[[ GIVEN DATA open ]]
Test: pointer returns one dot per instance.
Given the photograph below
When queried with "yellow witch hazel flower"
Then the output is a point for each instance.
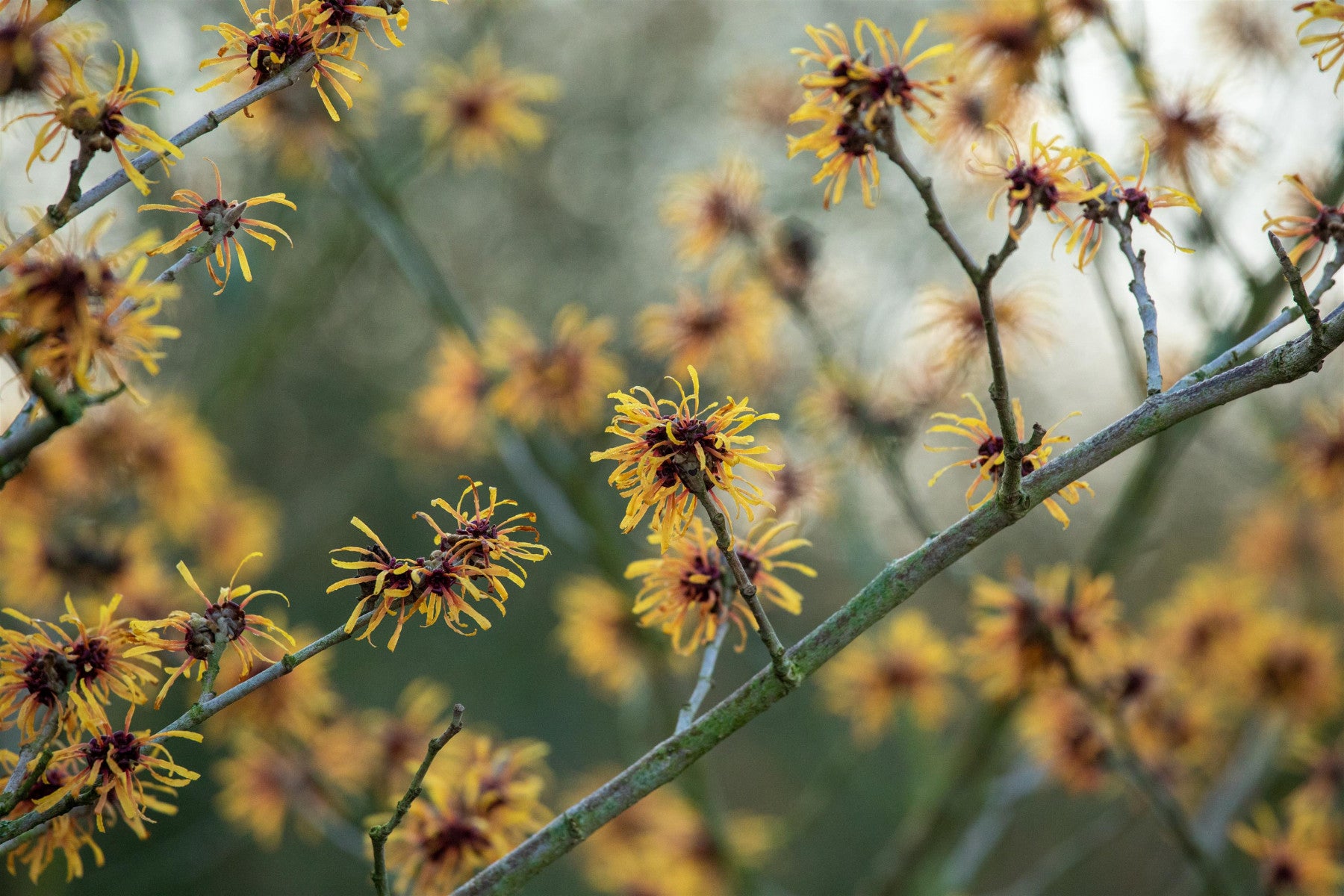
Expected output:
(276, 42)
(1331, 43)
(1139, 202)
(477, 113)
(683, 588)
(989, 455)
(220, 213)
(906, 662)
(99, 119)
(1039, 179)
(851, 99)
(668, 441)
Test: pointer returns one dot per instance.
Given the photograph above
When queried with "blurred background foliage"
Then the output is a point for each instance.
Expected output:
(297, 393)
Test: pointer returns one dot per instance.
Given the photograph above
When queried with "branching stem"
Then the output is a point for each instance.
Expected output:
(379, 833)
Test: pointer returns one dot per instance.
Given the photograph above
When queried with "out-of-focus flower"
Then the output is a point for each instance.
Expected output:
(803, 489)
(81, 312)
(215, 215)
(906, 662)
(1066, 738)
(1066, 16)
(561, 381)
(1297, 859)
(449, 413)
(1039, 179)
(1008, 38)
(971, 105)
(951, 324)
(1292, 668)
(264, 785)
(732, 326)
(293, 128)
(1169, 724)
(663, 847)
(1140, 202)
(195, 633)
(480, 800)
(1328, 45)
(116, 763)
(989, 455)
(668, 440)
(233, 524)
(683, 588)
(1191, 132)
(99, 119)
(27, 57)
(710, 207)
(1023, 626)
(1249, 33)
(43, 558)
(277, 42)
(598, 635)
(385, 746)
(299, 703)
(1323, 226)
(479, 112)
(765, 97)
(1202, 628)
(1315, 457)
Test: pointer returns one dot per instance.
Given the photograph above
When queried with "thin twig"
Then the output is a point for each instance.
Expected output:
(206, 709)
(1295, 285)
(1238, 354)
(379, 833)
(217, 655)
(890, 146)
(35, 753)
(892, 588)
(707, 662)
(694, 480)
(1009, 484)
(1139, 287)
(20, 441)
(202, 252)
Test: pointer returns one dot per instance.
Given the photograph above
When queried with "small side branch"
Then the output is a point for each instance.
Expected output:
(1295, 284)
(707, 662)
(784, 669)
(35, 754)
(1147, 308)
(379, 833)
(1242, 351)
(890, 146)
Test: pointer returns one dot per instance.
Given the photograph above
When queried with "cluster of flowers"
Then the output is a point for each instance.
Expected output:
(517, 378)
(1223, 655)
(105, 504)
(470, 564)
(58, 684)
(299, 755)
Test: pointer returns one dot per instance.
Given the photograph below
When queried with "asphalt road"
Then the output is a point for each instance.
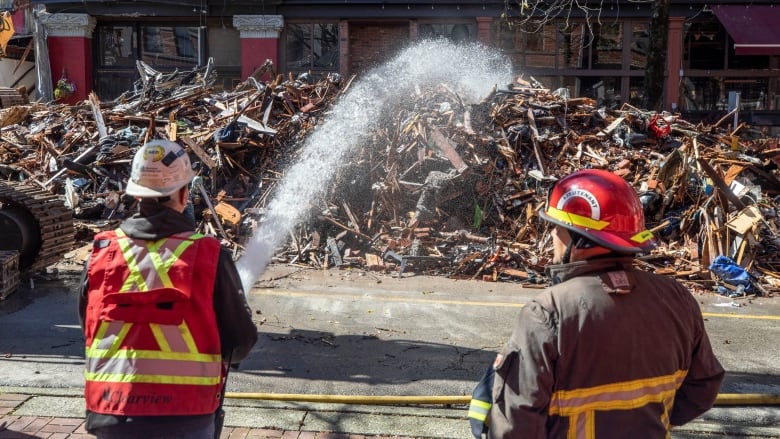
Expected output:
(343, 332)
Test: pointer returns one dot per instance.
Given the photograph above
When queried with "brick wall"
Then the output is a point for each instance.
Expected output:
(371, 44)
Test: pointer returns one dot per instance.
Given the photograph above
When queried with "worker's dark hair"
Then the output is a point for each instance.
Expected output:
(581, 242)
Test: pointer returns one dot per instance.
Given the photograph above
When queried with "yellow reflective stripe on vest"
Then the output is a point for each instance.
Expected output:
(152, 379)
(581, 405)
(478, 410)
(178, 356)
(109, 336)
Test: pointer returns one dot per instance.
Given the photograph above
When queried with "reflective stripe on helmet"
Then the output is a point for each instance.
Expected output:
(643, 236)
(574, 219)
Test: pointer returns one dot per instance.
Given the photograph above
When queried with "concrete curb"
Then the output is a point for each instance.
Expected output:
(425, 421)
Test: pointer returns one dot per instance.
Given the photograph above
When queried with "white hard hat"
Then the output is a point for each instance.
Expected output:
(160, 168)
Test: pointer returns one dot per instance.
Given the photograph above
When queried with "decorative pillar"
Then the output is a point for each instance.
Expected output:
(259, 41)
(674, 63)
(343, 48)
(69, 37)
(484, 25)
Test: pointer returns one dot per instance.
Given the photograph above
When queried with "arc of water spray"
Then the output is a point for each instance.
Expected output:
(471, 70)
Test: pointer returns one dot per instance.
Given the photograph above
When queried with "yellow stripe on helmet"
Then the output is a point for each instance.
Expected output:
(643, 236)
(574, 219)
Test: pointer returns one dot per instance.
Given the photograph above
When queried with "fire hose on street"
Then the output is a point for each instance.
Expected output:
(723, 399)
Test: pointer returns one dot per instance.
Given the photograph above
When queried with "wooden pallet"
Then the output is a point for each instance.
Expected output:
(10, 97)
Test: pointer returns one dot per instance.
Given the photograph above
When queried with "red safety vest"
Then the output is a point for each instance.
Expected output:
(152, 344)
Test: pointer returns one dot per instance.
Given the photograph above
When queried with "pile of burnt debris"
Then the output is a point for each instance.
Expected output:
(441, 188)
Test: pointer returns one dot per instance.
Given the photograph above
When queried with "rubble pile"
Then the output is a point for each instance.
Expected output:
(451, 188)
(442, 187)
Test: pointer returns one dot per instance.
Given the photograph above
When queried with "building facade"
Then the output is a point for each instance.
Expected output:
(719, 54)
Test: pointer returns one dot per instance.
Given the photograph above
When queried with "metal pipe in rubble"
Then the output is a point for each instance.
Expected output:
(723, 399)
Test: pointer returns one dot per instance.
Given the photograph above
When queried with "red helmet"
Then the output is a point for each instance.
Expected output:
(602, 207)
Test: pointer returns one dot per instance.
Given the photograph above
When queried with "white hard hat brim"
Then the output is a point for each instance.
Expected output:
(136, 190)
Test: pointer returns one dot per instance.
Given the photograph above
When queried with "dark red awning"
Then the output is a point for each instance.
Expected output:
(754, 28)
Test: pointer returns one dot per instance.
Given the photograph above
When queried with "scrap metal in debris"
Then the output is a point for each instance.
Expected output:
(442, 187)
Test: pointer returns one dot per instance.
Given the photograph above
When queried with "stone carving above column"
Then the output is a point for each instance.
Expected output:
(68, 25)
(258, 26)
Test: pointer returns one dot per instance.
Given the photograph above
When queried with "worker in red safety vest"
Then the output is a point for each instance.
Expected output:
(162, 309)
(608, 351)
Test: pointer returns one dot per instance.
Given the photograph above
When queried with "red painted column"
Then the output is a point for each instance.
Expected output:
(18, 18)
(343, 48)
(69, 37)
(674, 63)
(259, 41)
(484, 34)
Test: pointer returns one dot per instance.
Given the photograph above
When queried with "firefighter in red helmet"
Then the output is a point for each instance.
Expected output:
(608, 351)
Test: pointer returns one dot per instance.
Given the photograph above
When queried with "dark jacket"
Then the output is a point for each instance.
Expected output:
(237, 332)
(608, 351)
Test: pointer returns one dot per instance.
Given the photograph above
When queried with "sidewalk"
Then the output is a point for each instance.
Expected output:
(27, 412)
(26, 416)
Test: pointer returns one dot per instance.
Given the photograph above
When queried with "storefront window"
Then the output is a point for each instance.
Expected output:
(170, 46)
(640, 45)
(117, 46)
(705, 45)
(455, 32)
(571, 48)
(541, 46)
(312, 46)
(636, 91)
(608, 50)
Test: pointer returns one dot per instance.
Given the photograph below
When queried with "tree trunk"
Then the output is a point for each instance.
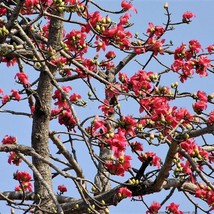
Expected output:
[[ GIVEN DATA closed ]]
→ **TASK DETAILS**:
Without altering a word, return all of the records above and leave out their pictures.

→ **RESPONSE AREA**:
Test: pointer returns one dot per instance.
Given the photograph below
When queried with "yellow witch hazel flower"
Then the output is a point for each instance.
Expected output:
(276, 42)
(1331, 43)
(1139, 202)
(477, 113)
(683, 588)
(989, 455)
(220, 213)
(906, 662)
(99, 119)
(1039, 179)
(851, 99)
(668, 441)
Test: pointer returns one dot per instance.
Given the photograph above
When queried with "blurred background foliage"
Then the output is a point for each instance.
Expected output:
(297, 393)
Test: pointer returns one dot per instance.
Given the photograph above
When queried with "branching stem"
Then the output is a point for each instance.
Expected output:
(379, 833)
Test: pointer returns one dot per instance.
Given the photograph above
When queried with "out-of-focus flower"
Then the output is a point for each instance.
Expected output:
(803, 489)
(81, 312)
(215, 215)
(906, 662)
(1066, 738)
(1066, 16)
(561, 381)
(1297, 859)
(449, 413)
(1039, 179)
(1008, 38)
(971, 105)
(951, 324)
(1292, 668)
(264, 785)
(732, 326)
(293, 128)
(1169, 724)
(663, 847)
(1140, 202)
(195, 633)
(480, 800)
(1328, 45)
(116, 763)
(989, 455)
(668, 440)
(233, 524)
(683, 588)
(1191, 132)
(99, 119)
(27, 57)
(710, 207)
(1023, 626)
(1249, 33)
(43, 558)
(277, 42)
(598, 635)
(385, 746)
(299, 703)
(1323, 226)
(479, 112)
(765, 97)
(1202, 628)
(1315, 457)
Test: pointer returns one dot per instance.
Given the photograph above
When queried with "thin twig"
Then the output is a point for each instance.
Expected output:
(206, 709)
(1295, 285)
(1238, 354)
(379, 833)
(217, 655)
(890, 146)
(35, 753)
(892, 588)
(707, 662)
(694, 480)
(1009, 484)
(1139, 287)
(20, 441)
(202, 252)
Test: pointer returns one dot per instance.
Given the photograph above
When queried with "small side branch"
Then the output is a point for each instance.
Expected output:
(1295, 284)
(707, 662)
(784, 669)
(35, 754)
(1147, 308)
(379, 833)
(1242, 351)
(890, 146)
Test: pointer returns one dot per instance.
Given the photograph above
When queried with "cluster of flowers"
Then the output is a point for each instance.
Expected output:
(517, 378)
(1223, 655)
(105, 504)
(470, 564)
(58, 684)
(299, 755)
Test: pointer returns one dot per instance.
Given the photograph below
When queried with "asphalt road"
Then the output is a point for each instance.
Expected output:
(343, 332)
Test: pointer returns one dot per instance.
Given the photograph above
When queried with "brick wall"
Then the output is a point for each instance.
Expected output:
(371, 44)
Test: pointer returns one dot per instance.
Given the photograph above
When queried with "worker's dark hair"
Then the output is a point for each instance.
Expected output:
(581, 242)
Test: pointer returns one dot per instance.
Given the photograph above
When queried with "yellow reflective stripe on vest"
Then the output is a point for each instance.
Expected output:
(152, 379)
(581, 405)
(478, 410)
(178, 356)
(109, 336)
Test: pointer returns one dot per instance.
Given the photograph above
When queried with "reflective stripe on helmet"
Then the output is a point for each instance.
Expected output:
(643, 236)
(574, 219)
Test: pointer returns one dot per instance.
Given the photograph above
When queried with "concrete curb"
Then the output is a point for each instance.
Expected output:
(425, 421)
Test: pointer returns one dot per instance.
Given the photograph above
When queried with "white hard hat"
Then the output is a point for each instance.
Expected output:
(160, 168)
Test: pointer returns one dot per instance.
Given the photograph above
When queried with "decorative pillar"
Then the output is a point for each instance.
Expected output:
(259, 41)
(674, 63)
(343, 48)
(69, 37)
(484, 25)
Test: pointer returns one dot per instance.
Given the photograph above
When queried with "arc of water spray"
Then the output is a point for each instance.
Expected output:
(471, 70)
Test: pointer returns one dot per instance.
Given the photograph above
When queried with "yellow stripe on helmet"
Then the output is a point for each instance.
Expected output:
(643, 236)
(574, 219)
Test: pointer returns one dot per instance.
Given the photograph above
When queried with "fire hose on street"
Then the output is a point for each instance.
Expected output:
(723, 399)
Test: pointer returns one dot per instance.
Given the photograph above
When queried with "wooden pallet"
Then the output is a point for each instance.
Expected output:
(10, 97)
Test: pointer returns one dot per instance.
Given the photograph above
When queried with "red safety vest"
Then the output is a point for each instance.
Expected output:
(152, 344)
Test: pointer returns one dot per instance.
Given the photograph above
When queried with "pile of burnt debris"
Then the output is a point for each instance.
Expected output:
(441, 188)
Test: pointer returns one dot per instance.
Given the photograph above
When queried with "rubble pile"
Then the output is a point for each instance.
Expected output:
(451, 188)
(442, 187)
Test: pointer returns one dot per instance.
Given the photograph above
When queried with "building facade"
Then the output is a point for each instance.
Expected output:
(719, 54)
Test: pointer returns one dot per instance.
Given the photograph above
When queried with "metal pipe in rubble"
Then the output is a point for each instance.
Expected output:
(723, 399)
Test: pointer returns one dot per instance.
Given the photograph above
When queried with "red helmet"
Then the output is a point for each instance.
Expected output:
(602, 207)
Test: pointer returns one dot per instance.
Given the photograph above
When queried with "white hard hat brim"
Then the output is a point for each instance.
Expected output:
(136, 190)
Test: pointer returns one dot per instance.
Given the photograph above
When queried with "dark red awning"
Then the output is a point for each instance.
Expected output:
(754, 28)
Test: pointer returns one dot per instance.
Given the photograph above
When queried with "scrap metal in debris"
Then the output is a point for each instance.
Expected output:
(442, 187)
Test: pointer returns one dot per instance.
Given the photograph above
When queried with "stone carving above column"
Then the output is a point for each instance.
Expected output:
(68, 25)
(258, 26)
Test: pointer returns one dot per instance.
Given the photograph above
When queried with "worker in red safety vest"
Then the output is a point for each instance.
Expected output:
(162, 309)
(608, 351)
Test: pointer returns one dot per instance.
Given the photograph above
When queried with "red painted column"
Then the output is a point for each instance.
Expected output:
(18, 18)
(343, 48)
(69, 37)
(674, 63)
(259, 41)
(484, 34)
Test: pointer returns one dot per instance.
Given the photograph above
When queried with "firefighter in red helmet"
Then the output is a point for each instance.
Expected output:
(608, 351)
Test: pointer returns one dot per instance.
Given the photograph above
When queried with "dark jacket"
Then the output is a point for each instance.
Expected output:
(237, 332)
(608, 351)
Test: pointer returns one dot per instance.
Given the photograph above
When queried with "sidewalk"
Then the output is a point for each instance.
Expected output:
(27, 412)
(26, 416)
Test: pointer returns one dot per instance.
Given the photograph above
When queried with "storefront window"
Then the output is a point for each instance.
Expected output:
(170, 46)
(640, 45)
(117, 46)
(705, 45)
(455, 32)
(571, 48)
(541, 46)
(312, 46)
(636, 91)
(608, 50)
Test: pointer returns one dot per instance.
Given the photograph below
When queried with "tree trunk"
Then the output is a point for each instance.
Expected output:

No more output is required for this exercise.